### 理解检测
(A) 判断下列三项说法是否符合这篇回忆父亲的文章：(i) 父亲去世已有三年；(ii) 父亲在供销社担任较高的领导职务；(iii) 亲朋答谢父亲的方式是请他喝一顿酒。每项请回答"是"或"否"，并一字不差地引用文中起决定作用的词句。
(B) 把这篇回忆父亲的文章中的这句话译成英语："在计划经济时代,物质匮乏,各类生活用品凭票供应,所以这个职位在当时是非常吃香的工作。"

烟草在线专稿 父亲已经去世三年了,但冥冥之中感觉他依然活在世上。他的声音、他的面貌在夜深人静会时而闯进我的梦乡;他的往事、他的父爱在梦醒时分时仍留在我的记忆中。对父亲的思念也许会伴随着我一生。
父亲的一生与他同时代的人相比,活的还算潇洒和安逸。父亲是乡镇供销合作社物资采购员。别看职务不高,但实权不小。在计划经济时代,物质匮乏,各类生活用品凭票供应,所以这个职位在当时是非常吃香的工作。父亲性情温和,好朋乐友,交际广泛,只要亲戚朋友找到他需要帮助时,在不违反工作纪律的前提下,他总会想方设法为亲朋搞些紧张物资和用品。亲朋的酬劳方式就是一顿酒,听母亲说,父亲在当采购员期间,每天都是不醉不归。

### 所给数据
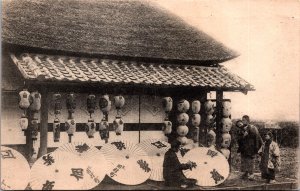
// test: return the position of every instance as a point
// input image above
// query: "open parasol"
(156, 150)
(15, 170)
(130, 163)
(212, 167)
(73, 166)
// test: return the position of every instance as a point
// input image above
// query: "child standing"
(270, 158)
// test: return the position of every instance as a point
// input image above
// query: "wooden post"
(43, 124)
(219, 99)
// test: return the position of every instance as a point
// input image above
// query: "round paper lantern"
(182, 140)
(167, 127)
(167, 104)
(225, 152)
(118, 126)
(119, 101)
(183, 106)
(105, 103)
(196, 105)
(196, 119)
(226, 125)
(182, 130)
(226, 108)
(183, 118)
(209, 107)
(226, 140)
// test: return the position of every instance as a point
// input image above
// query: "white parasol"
(73, 166)
(212, 167)
(15, 170)
(130, 163)
(156, 150)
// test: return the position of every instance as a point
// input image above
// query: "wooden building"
(129, 48)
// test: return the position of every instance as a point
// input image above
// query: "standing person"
(270, 158)
(249, 143)
(172, 168)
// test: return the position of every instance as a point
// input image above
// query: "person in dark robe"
(172, 168)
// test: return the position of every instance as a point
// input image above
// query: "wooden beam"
(44, 124)
(219, 99)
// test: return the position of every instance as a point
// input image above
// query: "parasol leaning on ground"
(15, 170)
(130, 163)
(212, 167)
(156, 150)
(72, 166)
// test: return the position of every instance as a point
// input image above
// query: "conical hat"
(130, 163)
(69, 167)
(15, 170)
(156, 150)
(212, 167)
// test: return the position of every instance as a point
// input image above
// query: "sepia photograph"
(150, 94)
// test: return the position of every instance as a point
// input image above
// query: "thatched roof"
(106, 27)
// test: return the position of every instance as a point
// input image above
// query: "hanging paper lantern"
(167, 127)
(23, 122)
(225, 152)
(182, 130)
(57, 103)
(196, 119)
(211, 138)
(196, 105)
(91, 103)
(35, 101)
(71, 102)
(35, 128)
(56, 130)
(118, 126)
(226, 105)
(119, 101)
(182, 140)
(226, 140)
(90, 128)
(105, 103)
(167, 104)
(196, 133)
(24, 99)
(209, 107)
(226, 125)
(183, 118)
(70, 127)
(183, 106)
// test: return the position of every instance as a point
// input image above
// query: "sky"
(266, 34)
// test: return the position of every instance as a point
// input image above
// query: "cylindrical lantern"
(226, 125)
(35, 101)
(183, 118)
(182, 130)
(91, 103)
(71, 102)
(104, 103)
(23, 122)
(226, 140)
(209, 107)
(90, 128)
(196, 119)
(56, 130)
(70, 127)
(226, 108)
(183, 106)
(196, 105)
(167, 104)
(167, 127)
(119, 101)
(24, 99)
(118, 125)
(225, 152)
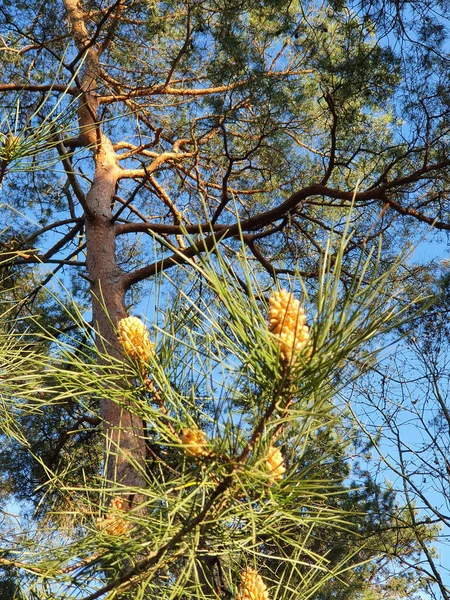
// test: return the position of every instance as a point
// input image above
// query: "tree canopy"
(189, 161)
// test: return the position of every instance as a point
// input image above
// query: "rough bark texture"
(124, 431)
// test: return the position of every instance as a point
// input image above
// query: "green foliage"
(215, 367)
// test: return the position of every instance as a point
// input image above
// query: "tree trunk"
(124, 432)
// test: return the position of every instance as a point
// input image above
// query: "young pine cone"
(135, 340)
(114, 522)
(275, 464)
(287, 321)
(195, 443)
(252, 586)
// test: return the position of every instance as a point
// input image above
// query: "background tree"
(200, 127)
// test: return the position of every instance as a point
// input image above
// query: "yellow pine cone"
(287, 321)
(114, 522)
(275, 464)
(135, 340)
(252, 586)
(195, 442)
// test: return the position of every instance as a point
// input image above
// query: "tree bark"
(125, 449)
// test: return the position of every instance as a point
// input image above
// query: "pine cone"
(114, 522)
(135, 340)
(195, 442)
(275, 464)
(287, 321)
(252, 586)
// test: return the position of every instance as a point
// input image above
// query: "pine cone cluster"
(195, 442)
(275, 464)
(252, 586)
(114, 522)
(135, 340)
(287, 321)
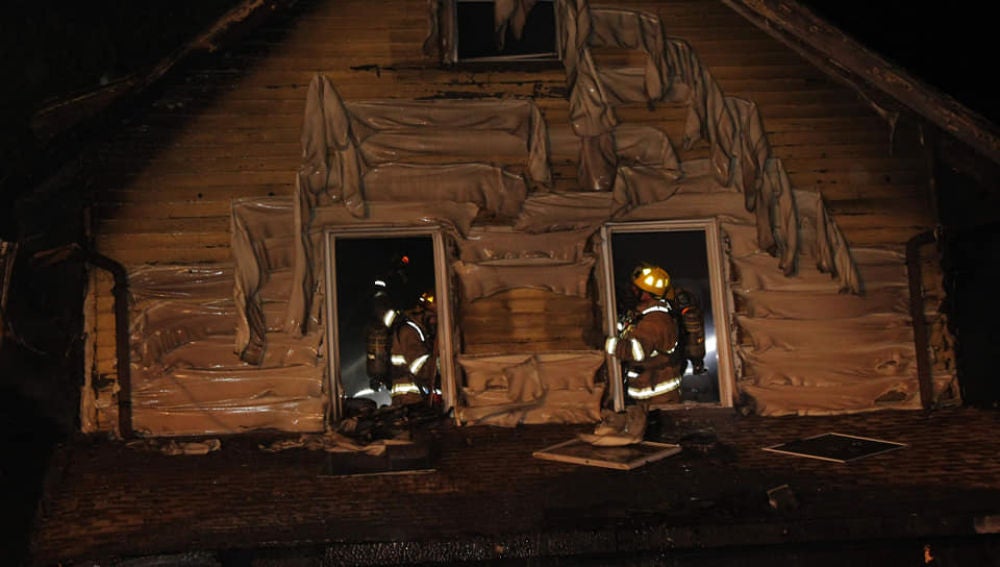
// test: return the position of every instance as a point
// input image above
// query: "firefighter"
(649, 340)
(414, 353)
(692, 326)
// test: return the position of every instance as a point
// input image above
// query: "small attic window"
(526, 32)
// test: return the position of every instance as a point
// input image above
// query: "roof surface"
(487, 498)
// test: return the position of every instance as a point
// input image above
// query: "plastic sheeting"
(510, 389)
(186, 380)
(486, 278)
(806, 347)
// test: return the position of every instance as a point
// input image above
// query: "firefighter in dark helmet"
(654, 337)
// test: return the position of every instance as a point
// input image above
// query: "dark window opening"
(682, 253)
(399, 270)
(478, 41)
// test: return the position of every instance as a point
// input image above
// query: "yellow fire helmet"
(426, 299)
(652, 279)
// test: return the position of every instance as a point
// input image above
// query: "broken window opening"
(528, 33)
(375, 278)
(690, 253)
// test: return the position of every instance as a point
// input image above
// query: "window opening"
(479, 39)
(370, 276)
(690, 254)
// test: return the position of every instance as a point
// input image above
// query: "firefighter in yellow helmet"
(649, 340)
(414, 351)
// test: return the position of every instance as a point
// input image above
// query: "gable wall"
(232, 130)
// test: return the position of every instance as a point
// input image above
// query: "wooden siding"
(228, 126)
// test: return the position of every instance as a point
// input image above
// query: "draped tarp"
(512, 389)
(486, 278)
(185, 378)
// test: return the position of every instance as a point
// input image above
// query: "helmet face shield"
(652, 279)
(426, 300)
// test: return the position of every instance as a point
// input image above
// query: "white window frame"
(442, 290)
(722, 304)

### 参考答案
(A)
(i) 是。"父亲已经去世三年了"
(ii) 否。"父亲是乡镇供销合作社物资采购员。别看职务不高"
(iii) 是。"亲朋的酬劳方式就是一顿酒"

(B) In the era of the planned economy, goods were scarce and all kinds of daily necessities were supplied only with ration coupons, so this position was a highly sought-after job at the time.